• **Task to carry out**:
In the entries below, every line with the string "sandy" is to be reported.

• **Data excerpts**:
★ ★ ★ ★ ★
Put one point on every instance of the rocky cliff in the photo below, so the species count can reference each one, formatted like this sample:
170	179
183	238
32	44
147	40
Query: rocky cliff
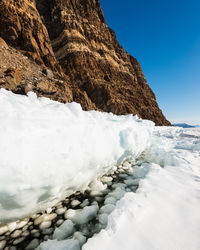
88	65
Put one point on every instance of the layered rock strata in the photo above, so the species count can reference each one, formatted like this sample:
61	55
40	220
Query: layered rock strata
73	40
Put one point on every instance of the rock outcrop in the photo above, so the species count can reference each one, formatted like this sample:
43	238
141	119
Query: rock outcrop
73	40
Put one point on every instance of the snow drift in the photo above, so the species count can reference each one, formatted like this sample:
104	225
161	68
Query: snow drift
49	150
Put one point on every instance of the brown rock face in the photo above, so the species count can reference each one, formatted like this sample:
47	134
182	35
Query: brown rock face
73	39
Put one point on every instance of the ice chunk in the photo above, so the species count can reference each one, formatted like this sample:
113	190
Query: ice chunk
64	231
70	244
82	216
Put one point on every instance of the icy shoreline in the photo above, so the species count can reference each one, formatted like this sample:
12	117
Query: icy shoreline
57	223
50	150
74	147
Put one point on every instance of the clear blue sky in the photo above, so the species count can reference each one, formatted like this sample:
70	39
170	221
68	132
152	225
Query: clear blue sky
164	35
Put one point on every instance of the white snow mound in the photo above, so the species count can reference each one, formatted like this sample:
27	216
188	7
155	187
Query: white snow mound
49	150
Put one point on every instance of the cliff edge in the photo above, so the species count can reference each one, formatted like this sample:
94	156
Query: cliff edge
64	50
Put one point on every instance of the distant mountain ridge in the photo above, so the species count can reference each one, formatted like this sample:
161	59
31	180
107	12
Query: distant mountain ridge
185	125
72	40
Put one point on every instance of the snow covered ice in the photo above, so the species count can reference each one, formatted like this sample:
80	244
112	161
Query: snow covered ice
49	150
164	212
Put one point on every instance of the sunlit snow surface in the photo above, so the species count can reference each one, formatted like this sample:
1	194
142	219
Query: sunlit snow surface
164	213
49	150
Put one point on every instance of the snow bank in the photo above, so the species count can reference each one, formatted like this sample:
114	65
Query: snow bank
49	150
164	212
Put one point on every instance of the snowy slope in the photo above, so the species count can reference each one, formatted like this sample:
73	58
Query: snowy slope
49	149
164	213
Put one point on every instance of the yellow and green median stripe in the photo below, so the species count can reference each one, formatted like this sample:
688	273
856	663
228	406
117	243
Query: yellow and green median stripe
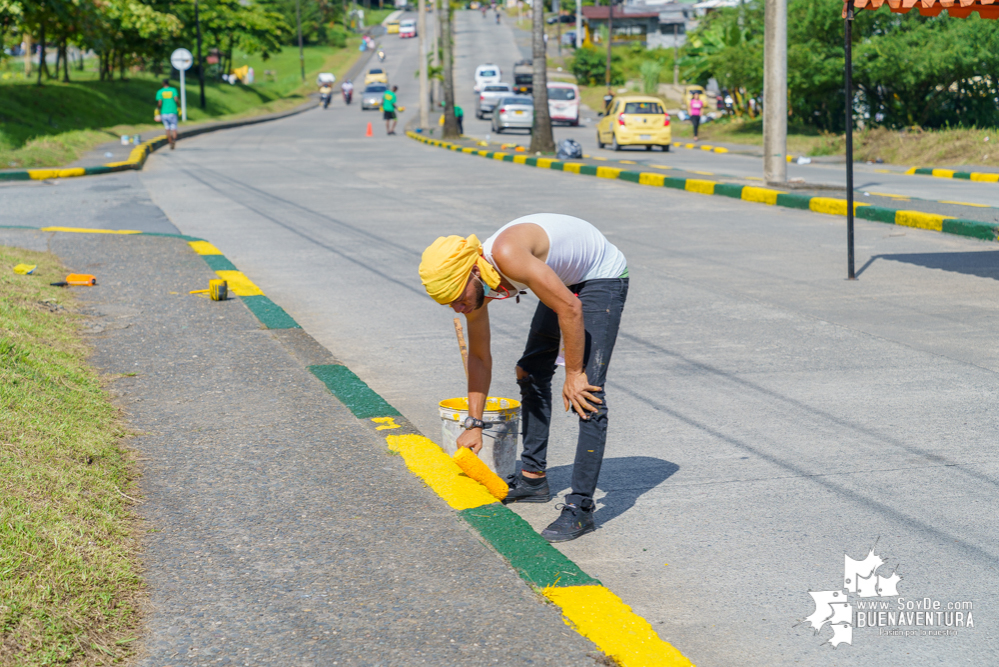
828	205
980	176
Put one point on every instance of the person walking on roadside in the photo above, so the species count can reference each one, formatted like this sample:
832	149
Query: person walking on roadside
581	280
166	106
696	104
388	109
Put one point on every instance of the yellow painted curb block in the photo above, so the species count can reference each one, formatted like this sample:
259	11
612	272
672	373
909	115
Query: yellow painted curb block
921	220
603	618
83	230
699	186
831	206
204	248
429	462
239	284
649	178
760	195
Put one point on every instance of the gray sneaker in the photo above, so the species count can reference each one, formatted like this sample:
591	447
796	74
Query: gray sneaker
521	491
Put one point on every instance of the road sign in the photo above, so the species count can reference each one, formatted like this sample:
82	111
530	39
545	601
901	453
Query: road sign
182	60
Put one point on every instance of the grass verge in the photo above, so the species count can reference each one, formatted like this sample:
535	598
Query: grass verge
69	577
54	124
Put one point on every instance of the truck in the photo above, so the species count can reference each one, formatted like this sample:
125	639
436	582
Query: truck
523	77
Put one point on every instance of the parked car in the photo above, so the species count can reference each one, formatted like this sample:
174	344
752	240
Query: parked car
563	102
487	73
635	120
371	98
490	94
515	112
376	75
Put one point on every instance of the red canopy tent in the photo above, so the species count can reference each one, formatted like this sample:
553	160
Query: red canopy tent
959	9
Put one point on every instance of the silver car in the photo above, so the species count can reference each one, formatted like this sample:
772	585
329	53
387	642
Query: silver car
372	96
514	113
490	94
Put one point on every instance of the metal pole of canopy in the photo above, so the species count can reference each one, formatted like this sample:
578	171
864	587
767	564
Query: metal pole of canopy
848	81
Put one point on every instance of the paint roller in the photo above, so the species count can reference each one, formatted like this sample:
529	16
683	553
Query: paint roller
465	458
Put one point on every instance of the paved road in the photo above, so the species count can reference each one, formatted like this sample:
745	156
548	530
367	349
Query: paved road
768	416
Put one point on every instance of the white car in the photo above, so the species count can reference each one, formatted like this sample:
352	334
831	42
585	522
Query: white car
487	73
563	102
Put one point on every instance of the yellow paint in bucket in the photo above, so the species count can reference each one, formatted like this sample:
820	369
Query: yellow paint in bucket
499	442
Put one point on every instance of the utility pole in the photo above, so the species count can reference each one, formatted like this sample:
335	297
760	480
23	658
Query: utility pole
579	24
775	92
301	52
201	66
421	28
676	57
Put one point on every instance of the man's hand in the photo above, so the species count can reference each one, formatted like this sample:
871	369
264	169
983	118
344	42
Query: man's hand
472	438
576	394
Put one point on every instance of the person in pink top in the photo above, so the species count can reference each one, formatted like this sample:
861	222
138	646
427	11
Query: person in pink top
696	104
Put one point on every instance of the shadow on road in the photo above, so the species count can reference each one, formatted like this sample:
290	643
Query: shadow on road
622	479
984	264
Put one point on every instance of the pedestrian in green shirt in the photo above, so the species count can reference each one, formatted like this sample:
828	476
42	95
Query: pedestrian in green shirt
388	109
166	107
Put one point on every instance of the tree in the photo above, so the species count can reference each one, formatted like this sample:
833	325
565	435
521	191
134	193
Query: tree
542	140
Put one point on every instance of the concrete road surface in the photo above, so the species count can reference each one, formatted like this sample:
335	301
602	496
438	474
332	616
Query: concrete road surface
768	417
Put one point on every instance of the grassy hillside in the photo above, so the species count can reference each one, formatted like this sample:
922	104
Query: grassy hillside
53	124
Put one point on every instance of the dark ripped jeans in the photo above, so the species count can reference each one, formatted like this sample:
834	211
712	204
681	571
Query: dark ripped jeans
603	301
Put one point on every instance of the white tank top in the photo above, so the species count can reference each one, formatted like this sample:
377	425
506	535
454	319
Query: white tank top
577	251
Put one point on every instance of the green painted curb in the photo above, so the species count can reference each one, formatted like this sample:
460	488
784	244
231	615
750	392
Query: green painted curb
534	559
269	313
351	390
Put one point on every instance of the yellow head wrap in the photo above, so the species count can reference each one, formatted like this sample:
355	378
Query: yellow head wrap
447	263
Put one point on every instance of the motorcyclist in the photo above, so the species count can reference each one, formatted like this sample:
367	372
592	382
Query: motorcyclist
325	94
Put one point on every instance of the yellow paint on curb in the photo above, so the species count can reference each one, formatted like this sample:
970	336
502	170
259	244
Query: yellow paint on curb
648	178
699	186
603	618
429	462
239	284
760	195
84	230
42	174
984	178
204	248
831	206
921	220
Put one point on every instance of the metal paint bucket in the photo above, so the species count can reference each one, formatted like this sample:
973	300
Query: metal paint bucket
499	441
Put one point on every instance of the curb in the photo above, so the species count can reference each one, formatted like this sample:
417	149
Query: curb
588	607
137	158
980	176
828	205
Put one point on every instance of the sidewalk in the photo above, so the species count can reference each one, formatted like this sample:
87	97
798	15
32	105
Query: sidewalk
279	529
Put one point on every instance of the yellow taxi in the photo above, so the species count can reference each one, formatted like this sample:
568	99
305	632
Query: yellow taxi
635	120
376	75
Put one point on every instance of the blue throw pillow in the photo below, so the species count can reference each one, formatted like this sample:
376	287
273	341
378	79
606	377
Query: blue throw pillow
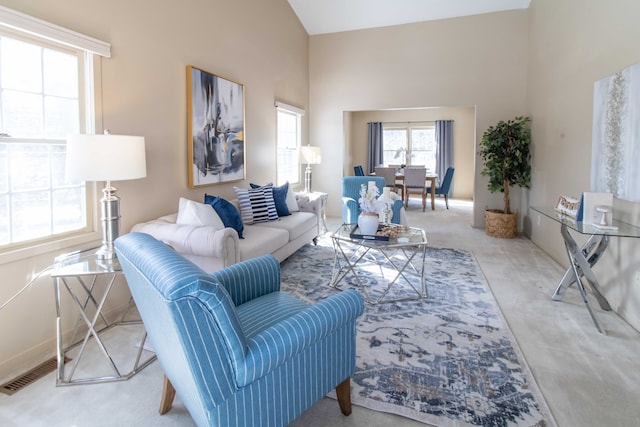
279	197
227	212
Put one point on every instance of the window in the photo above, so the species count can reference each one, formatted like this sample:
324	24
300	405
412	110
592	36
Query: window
410	144
289	134
44	70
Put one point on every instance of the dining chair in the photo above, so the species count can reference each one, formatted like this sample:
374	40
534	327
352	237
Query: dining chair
414	179
389	175
445	188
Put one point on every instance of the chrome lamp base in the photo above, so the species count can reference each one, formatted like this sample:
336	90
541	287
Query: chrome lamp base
110	217
307	179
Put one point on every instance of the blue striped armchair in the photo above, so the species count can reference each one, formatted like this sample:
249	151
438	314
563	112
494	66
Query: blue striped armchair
236	350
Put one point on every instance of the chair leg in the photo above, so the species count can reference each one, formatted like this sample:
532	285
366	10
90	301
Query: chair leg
168	394
343	392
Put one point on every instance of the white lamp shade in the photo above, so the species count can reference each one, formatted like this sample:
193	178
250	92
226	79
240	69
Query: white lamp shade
105	157
310	155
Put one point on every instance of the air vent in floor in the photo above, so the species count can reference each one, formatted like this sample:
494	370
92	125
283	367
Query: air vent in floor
30	376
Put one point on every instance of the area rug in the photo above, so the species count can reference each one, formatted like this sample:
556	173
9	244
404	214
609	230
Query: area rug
447	360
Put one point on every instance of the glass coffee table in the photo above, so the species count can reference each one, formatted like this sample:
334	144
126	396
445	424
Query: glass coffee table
377	265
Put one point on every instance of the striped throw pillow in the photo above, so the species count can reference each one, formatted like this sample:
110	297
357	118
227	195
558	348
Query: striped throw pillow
256	204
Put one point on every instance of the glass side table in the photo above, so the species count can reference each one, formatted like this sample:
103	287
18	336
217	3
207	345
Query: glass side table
582	259
89	282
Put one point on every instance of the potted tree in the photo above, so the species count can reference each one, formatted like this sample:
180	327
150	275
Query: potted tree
505	149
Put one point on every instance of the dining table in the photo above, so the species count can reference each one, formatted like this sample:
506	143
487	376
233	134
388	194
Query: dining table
431	179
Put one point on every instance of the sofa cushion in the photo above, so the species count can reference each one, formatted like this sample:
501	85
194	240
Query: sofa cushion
260	313
279	198
262	240
256	204
228	213
295	224
194	213
292	203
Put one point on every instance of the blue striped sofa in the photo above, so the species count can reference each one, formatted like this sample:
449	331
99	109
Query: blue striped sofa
236	350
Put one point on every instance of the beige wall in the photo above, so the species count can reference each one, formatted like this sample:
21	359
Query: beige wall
260	44
573	44
478	61
463	147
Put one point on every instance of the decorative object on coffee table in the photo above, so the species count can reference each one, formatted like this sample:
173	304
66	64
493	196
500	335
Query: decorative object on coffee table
368	219
216	146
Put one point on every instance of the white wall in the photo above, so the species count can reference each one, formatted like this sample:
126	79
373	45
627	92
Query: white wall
260	44
573	44
477	61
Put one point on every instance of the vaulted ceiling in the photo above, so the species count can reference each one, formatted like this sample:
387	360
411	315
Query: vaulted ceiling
331	16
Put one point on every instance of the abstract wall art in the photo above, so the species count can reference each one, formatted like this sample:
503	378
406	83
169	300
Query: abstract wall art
215	140
616	135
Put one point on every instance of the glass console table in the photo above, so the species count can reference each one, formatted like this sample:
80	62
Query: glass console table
88	283
583	258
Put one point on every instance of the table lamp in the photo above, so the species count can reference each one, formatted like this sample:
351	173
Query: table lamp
106	158
311	156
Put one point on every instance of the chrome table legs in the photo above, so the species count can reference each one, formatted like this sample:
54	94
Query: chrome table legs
581	260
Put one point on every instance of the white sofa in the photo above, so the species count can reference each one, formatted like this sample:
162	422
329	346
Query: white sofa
213	249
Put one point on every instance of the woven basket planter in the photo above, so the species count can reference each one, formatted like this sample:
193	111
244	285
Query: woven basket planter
498	224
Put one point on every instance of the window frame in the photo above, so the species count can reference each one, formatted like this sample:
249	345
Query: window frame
409	127
89	51
298	113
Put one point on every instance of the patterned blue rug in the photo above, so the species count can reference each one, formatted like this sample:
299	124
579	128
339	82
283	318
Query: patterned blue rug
448	360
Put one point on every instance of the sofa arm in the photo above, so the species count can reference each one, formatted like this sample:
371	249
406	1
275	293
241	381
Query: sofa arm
250	279
275	345
194	239
308	204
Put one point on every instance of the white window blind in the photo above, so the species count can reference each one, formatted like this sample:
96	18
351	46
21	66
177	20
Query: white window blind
46	93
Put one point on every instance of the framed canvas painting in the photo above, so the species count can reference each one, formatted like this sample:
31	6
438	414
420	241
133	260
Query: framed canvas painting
616	135
215	141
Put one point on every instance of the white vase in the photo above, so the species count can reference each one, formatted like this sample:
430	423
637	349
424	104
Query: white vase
368	223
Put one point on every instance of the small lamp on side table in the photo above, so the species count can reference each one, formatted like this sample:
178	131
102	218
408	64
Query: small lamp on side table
106	158
311	156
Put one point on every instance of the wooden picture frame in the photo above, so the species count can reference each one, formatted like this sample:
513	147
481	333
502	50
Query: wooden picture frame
215	120
568	206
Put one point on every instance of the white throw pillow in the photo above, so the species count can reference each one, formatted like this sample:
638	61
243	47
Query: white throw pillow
194	213
292	204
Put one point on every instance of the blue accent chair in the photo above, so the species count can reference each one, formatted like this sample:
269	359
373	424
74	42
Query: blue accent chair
445	188
351	193
236	350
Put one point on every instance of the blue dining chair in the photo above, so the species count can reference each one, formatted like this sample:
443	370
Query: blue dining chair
445	188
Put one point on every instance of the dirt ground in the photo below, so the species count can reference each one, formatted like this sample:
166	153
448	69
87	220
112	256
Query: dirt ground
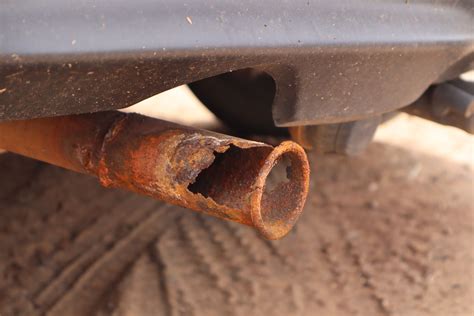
390	232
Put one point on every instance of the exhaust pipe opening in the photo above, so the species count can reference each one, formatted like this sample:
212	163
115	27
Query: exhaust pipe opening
274	189
231	178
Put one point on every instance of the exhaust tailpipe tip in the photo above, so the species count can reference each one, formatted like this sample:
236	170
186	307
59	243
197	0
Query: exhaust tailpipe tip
275	210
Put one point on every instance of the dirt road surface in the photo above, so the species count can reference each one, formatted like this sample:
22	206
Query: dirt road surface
386	233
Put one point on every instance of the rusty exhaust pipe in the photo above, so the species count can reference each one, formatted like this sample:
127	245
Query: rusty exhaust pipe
219	175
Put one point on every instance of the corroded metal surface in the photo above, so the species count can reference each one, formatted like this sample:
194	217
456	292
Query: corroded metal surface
219	175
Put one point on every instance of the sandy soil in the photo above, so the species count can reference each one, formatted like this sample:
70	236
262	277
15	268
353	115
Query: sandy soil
★ ★ ★ ★ ★
• **Result for this task**:
Put one point on every instance of the sandy soil in the photo above, so the species count can reference each one, formatted like this sample:
Query: sandy soil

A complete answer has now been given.